* Exercise requirements *
The required output is the exact sequence of lines from the line holding "Mark the region of every instance of the beige" to the end of the records, inclusive.

* Region annotation entries *
────────────────────────────────────────
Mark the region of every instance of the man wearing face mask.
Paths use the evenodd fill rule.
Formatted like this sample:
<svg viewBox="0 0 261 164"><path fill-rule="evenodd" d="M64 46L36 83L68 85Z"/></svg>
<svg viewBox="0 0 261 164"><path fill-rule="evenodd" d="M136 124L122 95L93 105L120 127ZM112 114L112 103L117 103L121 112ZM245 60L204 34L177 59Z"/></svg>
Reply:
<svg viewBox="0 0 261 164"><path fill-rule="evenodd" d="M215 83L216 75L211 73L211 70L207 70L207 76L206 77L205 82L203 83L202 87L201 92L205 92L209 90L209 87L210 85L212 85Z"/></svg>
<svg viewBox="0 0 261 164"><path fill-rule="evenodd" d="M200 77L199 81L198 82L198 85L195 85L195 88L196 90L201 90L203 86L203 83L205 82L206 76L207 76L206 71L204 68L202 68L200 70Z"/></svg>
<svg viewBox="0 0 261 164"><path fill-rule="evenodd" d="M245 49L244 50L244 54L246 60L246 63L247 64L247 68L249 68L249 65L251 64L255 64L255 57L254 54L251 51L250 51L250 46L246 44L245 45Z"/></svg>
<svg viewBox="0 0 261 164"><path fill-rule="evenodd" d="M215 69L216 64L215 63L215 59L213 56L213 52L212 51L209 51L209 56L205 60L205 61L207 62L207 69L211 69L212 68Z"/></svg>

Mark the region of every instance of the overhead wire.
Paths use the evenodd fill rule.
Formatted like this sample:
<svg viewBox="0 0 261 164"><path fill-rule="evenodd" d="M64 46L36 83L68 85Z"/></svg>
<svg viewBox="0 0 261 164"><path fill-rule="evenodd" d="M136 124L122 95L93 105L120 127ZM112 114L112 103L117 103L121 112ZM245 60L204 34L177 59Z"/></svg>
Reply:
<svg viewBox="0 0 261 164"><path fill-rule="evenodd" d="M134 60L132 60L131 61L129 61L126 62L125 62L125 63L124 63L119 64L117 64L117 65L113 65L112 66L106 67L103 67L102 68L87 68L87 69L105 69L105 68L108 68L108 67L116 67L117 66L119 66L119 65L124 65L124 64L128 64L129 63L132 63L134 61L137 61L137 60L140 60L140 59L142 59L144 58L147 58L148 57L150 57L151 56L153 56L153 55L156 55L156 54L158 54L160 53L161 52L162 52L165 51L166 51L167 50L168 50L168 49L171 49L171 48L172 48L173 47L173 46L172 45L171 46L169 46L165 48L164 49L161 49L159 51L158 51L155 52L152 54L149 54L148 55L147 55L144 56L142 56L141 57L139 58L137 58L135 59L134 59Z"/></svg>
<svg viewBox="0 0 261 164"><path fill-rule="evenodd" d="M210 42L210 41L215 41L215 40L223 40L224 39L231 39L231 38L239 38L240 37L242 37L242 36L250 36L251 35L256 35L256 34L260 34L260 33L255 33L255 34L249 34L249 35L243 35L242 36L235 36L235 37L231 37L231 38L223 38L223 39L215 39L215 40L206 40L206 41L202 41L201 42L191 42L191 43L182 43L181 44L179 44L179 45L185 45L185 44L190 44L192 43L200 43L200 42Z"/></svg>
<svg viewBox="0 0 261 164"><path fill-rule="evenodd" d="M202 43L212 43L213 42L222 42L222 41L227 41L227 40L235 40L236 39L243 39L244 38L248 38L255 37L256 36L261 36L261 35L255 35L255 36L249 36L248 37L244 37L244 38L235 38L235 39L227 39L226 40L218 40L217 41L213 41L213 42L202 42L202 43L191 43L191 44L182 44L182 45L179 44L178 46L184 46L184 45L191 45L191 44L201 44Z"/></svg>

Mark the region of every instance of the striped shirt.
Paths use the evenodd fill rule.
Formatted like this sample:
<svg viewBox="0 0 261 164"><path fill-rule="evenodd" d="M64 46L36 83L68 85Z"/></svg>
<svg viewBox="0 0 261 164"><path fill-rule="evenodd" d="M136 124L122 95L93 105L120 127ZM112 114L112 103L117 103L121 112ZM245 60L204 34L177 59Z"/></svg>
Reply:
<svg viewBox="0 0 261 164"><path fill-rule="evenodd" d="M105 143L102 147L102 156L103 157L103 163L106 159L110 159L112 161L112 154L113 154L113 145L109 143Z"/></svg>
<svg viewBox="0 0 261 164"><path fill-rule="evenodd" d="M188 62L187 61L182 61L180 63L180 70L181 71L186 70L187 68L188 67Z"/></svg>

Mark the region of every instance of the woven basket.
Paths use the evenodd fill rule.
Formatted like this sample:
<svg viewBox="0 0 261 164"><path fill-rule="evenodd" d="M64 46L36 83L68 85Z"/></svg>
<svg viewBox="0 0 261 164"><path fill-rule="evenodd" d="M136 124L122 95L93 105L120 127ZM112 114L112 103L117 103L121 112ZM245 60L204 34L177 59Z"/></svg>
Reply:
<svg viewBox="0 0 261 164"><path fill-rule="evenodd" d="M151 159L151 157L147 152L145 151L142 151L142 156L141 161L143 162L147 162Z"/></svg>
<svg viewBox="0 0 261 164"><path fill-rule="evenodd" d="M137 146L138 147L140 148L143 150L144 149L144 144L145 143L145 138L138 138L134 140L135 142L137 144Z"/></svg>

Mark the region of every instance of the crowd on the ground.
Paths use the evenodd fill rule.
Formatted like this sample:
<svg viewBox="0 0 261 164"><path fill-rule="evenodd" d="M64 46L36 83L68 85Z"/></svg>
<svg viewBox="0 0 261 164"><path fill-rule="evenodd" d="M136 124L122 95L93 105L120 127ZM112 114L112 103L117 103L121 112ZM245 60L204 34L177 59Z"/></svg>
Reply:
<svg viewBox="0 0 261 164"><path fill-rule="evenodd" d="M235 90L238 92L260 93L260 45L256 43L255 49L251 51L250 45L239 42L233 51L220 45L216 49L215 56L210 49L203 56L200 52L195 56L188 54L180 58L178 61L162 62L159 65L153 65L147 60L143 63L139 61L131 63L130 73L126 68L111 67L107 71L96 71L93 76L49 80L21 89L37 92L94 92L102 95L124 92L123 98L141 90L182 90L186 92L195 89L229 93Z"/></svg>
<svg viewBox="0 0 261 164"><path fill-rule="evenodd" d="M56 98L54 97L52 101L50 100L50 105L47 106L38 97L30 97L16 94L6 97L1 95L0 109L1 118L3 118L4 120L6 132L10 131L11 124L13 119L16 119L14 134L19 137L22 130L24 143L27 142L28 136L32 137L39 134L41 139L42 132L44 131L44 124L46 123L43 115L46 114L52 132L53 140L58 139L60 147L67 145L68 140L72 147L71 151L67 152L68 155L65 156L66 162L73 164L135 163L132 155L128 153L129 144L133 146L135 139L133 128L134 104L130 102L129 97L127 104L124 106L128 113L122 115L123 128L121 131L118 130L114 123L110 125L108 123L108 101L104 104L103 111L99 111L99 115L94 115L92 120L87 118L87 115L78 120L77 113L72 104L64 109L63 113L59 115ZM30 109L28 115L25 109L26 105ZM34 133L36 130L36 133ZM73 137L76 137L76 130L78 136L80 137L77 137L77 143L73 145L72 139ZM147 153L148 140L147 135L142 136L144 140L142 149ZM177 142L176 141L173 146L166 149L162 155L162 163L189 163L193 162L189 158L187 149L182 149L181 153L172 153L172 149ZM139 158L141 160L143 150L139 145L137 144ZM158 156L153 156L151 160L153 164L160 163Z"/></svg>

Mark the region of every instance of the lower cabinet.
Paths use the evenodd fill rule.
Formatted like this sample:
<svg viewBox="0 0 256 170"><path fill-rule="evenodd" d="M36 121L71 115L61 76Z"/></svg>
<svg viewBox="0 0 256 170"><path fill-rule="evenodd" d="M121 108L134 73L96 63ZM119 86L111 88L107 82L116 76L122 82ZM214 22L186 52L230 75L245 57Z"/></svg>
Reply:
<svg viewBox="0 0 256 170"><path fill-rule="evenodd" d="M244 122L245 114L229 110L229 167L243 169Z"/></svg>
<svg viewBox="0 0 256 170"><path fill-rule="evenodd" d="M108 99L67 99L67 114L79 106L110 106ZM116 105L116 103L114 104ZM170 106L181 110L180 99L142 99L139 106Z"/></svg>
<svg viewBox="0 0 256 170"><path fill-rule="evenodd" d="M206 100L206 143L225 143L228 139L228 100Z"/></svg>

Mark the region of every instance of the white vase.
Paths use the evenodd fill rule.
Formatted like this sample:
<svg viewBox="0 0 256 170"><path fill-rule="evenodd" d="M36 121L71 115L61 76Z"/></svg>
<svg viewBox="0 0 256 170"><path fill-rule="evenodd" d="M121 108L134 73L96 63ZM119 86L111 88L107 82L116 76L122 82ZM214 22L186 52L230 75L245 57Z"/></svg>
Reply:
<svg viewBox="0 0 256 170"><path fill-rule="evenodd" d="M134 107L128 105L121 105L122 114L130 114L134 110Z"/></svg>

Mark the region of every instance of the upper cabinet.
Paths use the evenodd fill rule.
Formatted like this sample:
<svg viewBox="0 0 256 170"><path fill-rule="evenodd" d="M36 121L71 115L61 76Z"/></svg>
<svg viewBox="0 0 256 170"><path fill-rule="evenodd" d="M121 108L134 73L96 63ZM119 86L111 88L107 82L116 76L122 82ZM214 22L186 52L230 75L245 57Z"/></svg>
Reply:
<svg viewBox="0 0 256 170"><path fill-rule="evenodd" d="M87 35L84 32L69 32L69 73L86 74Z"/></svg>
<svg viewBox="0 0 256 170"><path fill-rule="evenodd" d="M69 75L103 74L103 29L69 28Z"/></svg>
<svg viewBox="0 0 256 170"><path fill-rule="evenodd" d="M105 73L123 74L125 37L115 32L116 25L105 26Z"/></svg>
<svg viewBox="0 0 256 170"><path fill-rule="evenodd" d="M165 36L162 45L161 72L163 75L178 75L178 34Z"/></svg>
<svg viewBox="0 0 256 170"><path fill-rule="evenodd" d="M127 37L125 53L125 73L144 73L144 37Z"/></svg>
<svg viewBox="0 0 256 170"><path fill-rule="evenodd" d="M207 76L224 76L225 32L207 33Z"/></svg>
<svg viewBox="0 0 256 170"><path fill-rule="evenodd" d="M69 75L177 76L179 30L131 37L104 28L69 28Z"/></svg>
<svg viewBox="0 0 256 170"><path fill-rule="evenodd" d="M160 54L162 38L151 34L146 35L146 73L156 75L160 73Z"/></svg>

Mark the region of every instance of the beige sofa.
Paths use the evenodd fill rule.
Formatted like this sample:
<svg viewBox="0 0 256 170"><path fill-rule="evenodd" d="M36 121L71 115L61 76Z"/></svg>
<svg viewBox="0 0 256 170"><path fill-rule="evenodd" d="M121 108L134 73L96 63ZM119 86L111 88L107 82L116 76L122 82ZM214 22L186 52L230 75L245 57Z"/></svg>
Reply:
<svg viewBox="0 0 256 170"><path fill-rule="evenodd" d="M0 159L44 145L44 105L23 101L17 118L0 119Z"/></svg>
────────────────────────────────────────
* Task solution *
Mark the region of every instance of the beige sofa.
Paths use the evenodd fill rule.
Formatted like this sample:
<svg viewBox="0 0 256 170"><path fill-rule="evenodd" d="M36 121L71 115L61 76Z"/></svg>
<svg viewBox="0 0 256 170"><path fill-rule="evenodd" d="M121 108L134 73L96 63ZM119 86L111 88L107 82L116 76L122 82ZM214 22L186 52L230 75L245 57Z"/></svg>
Reply:
<svg viewBox="0 0 256 170"><path fill-rule="evenodd" d="M0 159L44 145L44 105L23 101L17 118L0 119Z"/></svg>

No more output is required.